(A run of lines)
'''
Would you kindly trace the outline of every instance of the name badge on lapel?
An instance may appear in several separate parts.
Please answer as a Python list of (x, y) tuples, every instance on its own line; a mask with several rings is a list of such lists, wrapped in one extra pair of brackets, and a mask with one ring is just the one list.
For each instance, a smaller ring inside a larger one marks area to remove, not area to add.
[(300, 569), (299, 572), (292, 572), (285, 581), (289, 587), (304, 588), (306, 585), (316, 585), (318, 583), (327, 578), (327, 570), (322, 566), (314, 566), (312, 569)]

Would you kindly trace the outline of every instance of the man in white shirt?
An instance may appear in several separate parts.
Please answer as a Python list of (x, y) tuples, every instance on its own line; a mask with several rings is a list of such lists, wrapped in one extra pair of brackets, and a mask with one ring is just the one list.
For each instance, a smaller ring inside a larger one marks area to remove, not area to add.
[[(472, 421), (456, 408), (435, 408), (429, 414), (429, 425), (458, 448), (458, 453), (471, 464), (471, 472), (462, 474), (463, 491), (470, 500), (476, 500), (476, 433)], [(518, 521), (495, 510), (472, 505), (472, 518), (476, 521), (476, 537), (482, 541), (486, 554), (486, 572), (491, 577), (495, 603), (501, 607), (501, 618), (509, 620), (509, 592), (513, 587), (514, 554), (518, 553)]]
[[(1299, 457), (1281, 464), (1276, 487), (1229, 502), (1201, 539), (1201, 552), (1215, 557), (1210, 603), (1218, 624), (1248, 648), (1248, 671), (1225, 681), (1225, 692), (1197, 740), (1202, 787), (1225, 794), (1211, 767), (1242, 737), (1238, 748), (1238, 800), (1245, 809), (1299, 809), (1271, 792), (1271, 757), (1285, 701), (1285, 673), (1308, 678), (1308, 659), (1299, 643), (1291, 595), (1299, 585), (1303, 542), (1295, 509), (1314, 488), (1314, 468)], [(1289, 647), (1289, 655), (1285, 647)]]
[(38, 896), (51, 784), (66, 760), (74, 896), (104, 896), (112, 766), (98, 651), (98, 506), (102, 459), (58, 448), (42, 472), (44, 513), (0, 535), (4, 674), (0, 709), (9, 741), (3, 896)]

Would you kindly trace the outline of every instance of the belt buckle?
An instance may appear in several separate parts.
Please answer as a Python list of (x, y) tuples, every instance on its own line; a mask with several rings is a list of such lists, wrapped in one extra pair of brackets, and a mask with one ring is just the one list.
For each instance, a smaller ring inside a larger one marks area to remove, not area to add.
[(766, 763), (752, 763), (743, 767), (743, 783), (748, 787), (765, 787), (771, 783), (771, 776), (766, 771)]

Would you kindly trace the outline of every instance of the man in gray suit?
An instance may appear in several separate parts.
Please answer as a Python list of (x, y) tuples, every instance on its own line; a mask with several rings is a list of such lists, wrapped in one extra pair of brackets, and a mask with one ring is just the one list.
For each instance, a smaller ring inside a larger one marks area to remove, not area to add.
'''
§ **INSTRUCTIONS TO FOLLOW**: Pull out every line above that contains the word "kindly", treating uppercase and lowercase as different.

§ **RESPONSE TO THIS TASK**:
Would you kindly trace the outline of every instance of the name badge on lapel?
Would you kindly trace the outline of every instance of the man in white shirt?
Would you kindly trace the outline of every instance of the belt buckle?
Would you kindly trace the outline of every instance of the man in gray suit?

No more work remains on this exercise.